::: Fragmento del documento :::
Estética y ética: amén

Siendo niño, al coronel Aureliano Buendía su padre lo llevó a conocer el hielo traído por Melquiades, un nómada gitano que ajustaba las rutas a su pulsión migratoria. El gitano gozó del aprecio y la admiración de la gente sencilla de Macondo y de los lugares a donde acudía para mostrar las novedades que la ciencia, el ingenio y la naturaleza aportaban a la civilización. Macondo era una aldea de casas de barro y caña a la orilla de un río y el mundo era tan reciente que muchas cosas carecían de nombre y había que señalarlas con el dedo.

En el siglo del metaverso, hay rincones cuyas gentes se maravillan, no ya al contemplar prodigios como el hielo o el imán, sino con un desfile de gente uniformada ejecutando ejercicios circenses de tosca coordinación y burda coreografía. Basta un grande alboroto de pitos y timbales para que la masa acuda presta con sus mejores galas domingueras. Como los masai, la tribu adora al tótem y acude a repetir ancestrales ritos en honor al ídolo de piedra o madera que los chamanes utilizan para hacer negocio espiritual y material.
::: Datos extraídos :::
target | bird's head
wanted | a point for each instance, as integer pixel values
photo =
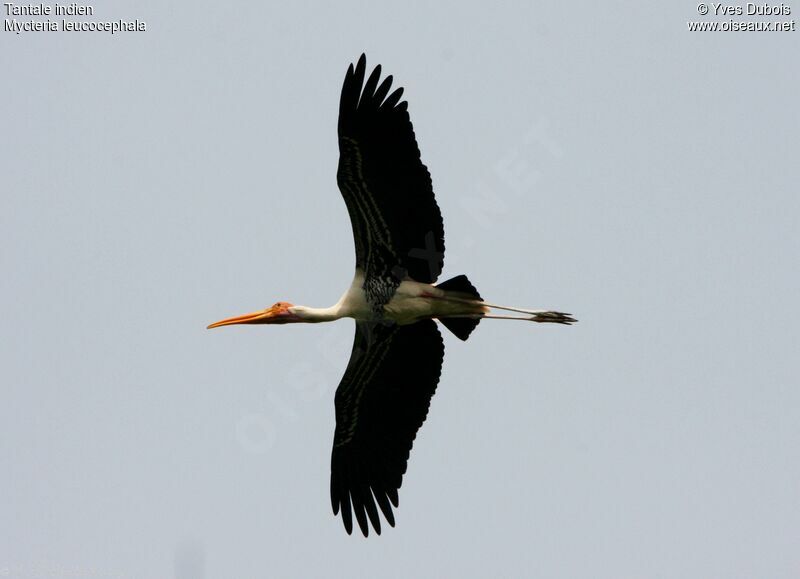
(279, 313)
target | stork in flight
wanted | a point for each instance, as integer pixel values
(397, 354)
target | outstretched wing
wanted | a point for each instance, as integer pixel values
(396, 222)
(381, 402)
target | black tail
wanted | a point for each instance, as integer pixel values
(461, 327)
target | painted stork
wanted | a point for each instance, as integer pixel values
(384, 395)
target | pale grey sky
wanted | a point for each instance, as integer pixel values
(596, 158)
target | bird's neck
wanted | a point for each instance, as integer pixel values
(314, 315)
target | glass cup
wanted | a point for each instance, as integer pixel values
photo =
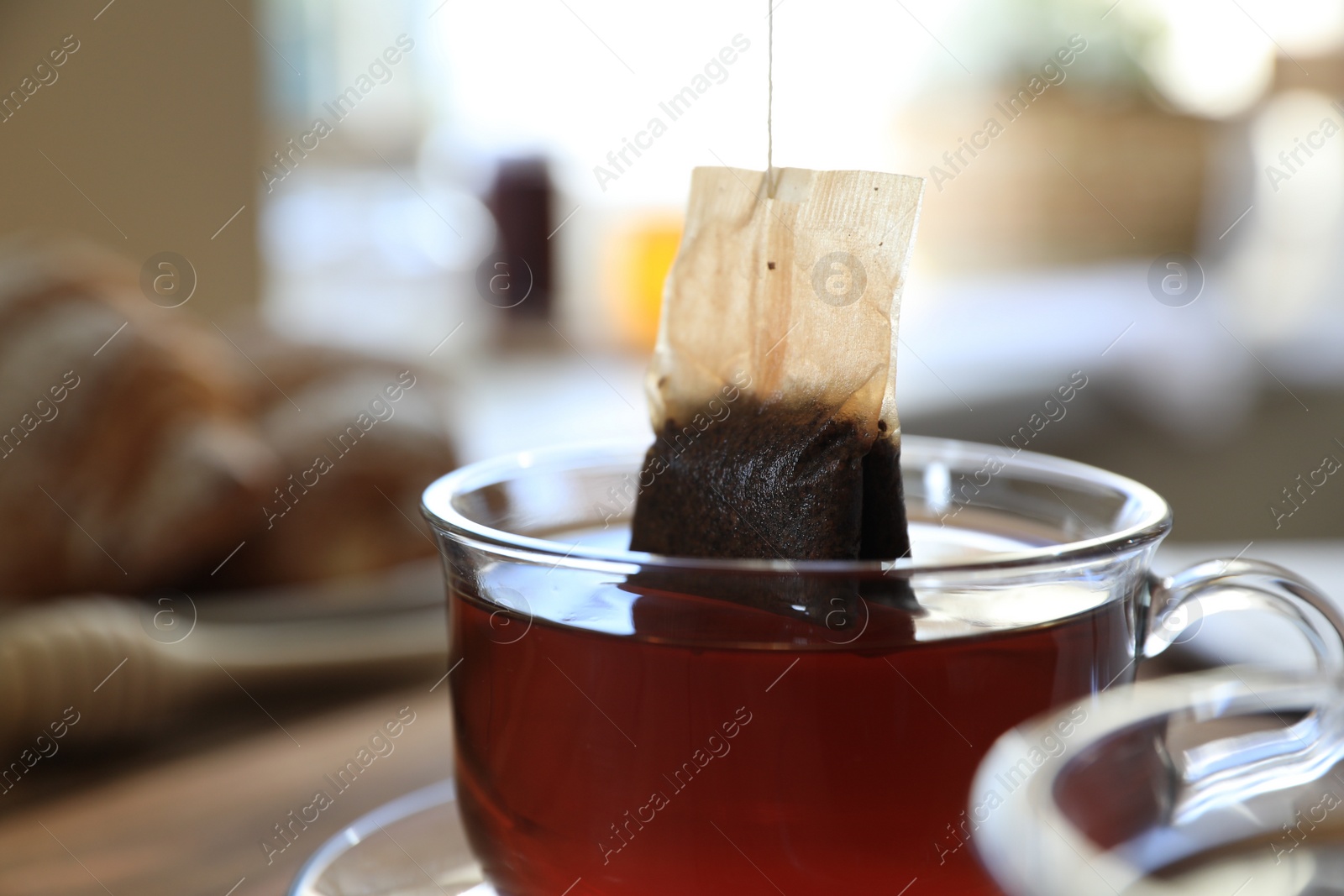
(629, 723)
(1206, 785)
:::
# Requisitos del ejercicio:
1. Contesta estas preguntas sobre el texto «Estética y ética: amén»:
(a) ¿Quién llevó a Aureliano Buendía, de niño, a conocer el hielo?
(b) ¿De qué estaban hechas las casas de Macondo?
(c) ¿Qué basta para que la masa acuda con sus mejores galas domingueras?
2. Cita del texto «Estética y ética: amén» el pasaje que va desde "Siendo niño, al" hasta "con el dedo.", incluidas ambas partes.

# Las soluciones:
1.
(a) Su padre.
(b) De barro y caña.
(c) Un grande alboroto de pitos y timbales.

2.
Siendo niño, al coronel Aureliano Buendía su padre lo llevó a conocer el hielo traído por Melquiades, un nómada gitano que ajustaba las rutas a su pulsión migratoria. El gitano gozó del aprecio y la admiración de la gente sencilla de Macondo y de los lugares a donde acudía para mostrar las novedades que la ciencia, el ingenio y la naturaleza aportaban a la civilización. Macondo era una aldea de casas de barro y caña a la orilla de un río y el mundo era tan reciente que muchas cosas carecían de nombre y había que señalarlas con el dedo.